### Supplied information
:::::

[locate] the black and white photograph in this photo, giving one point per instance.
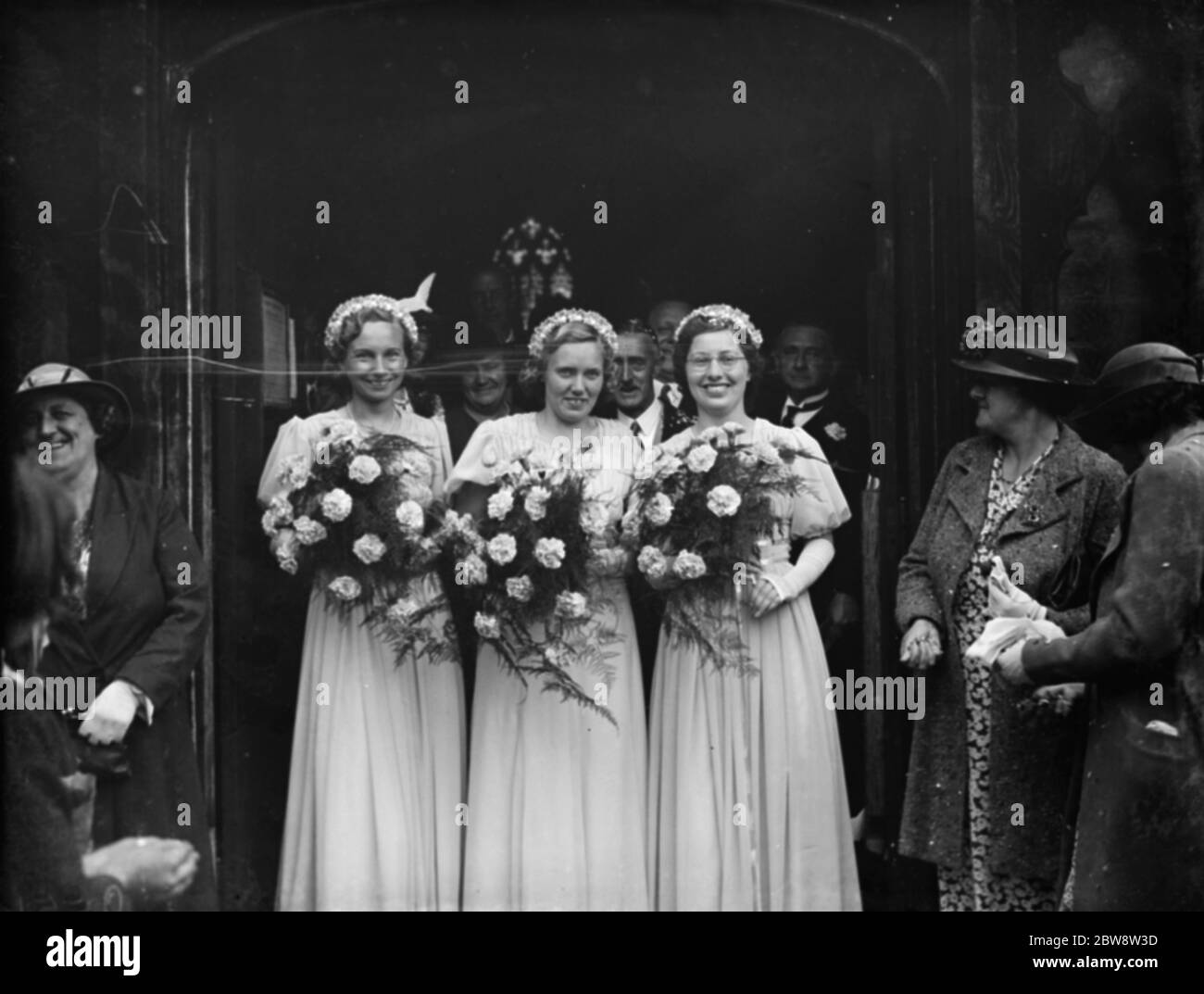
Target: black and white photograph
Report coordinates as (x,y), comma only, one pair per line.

:::::

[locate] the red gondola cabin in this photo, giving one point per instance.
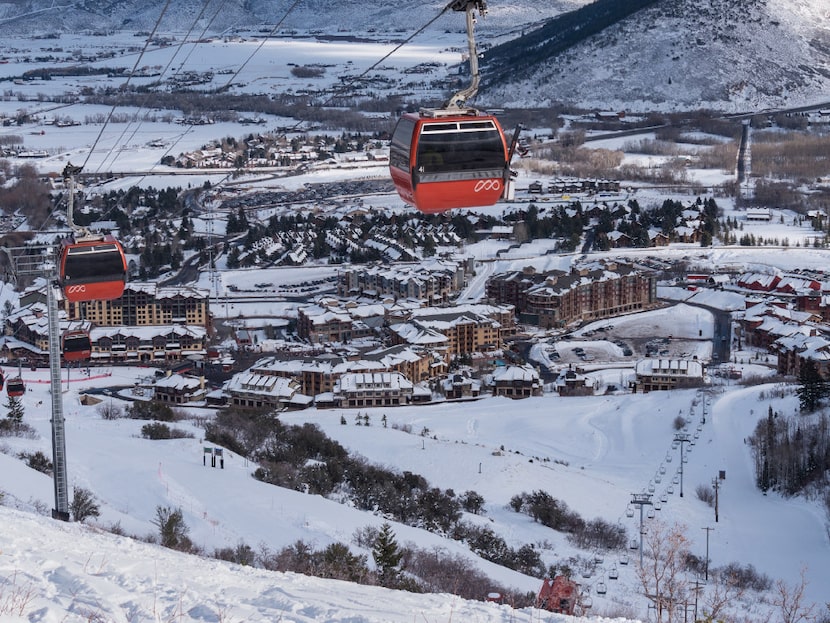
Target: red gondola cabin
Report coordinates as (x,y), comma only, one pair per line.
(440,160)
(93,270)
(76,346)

:::::

### What to produce
Reproduce every line of the material above that has the string "photograph".

### Answer section
[locate] the black and white photograph in this photo, giving one point per instance.
Target: black and white photograph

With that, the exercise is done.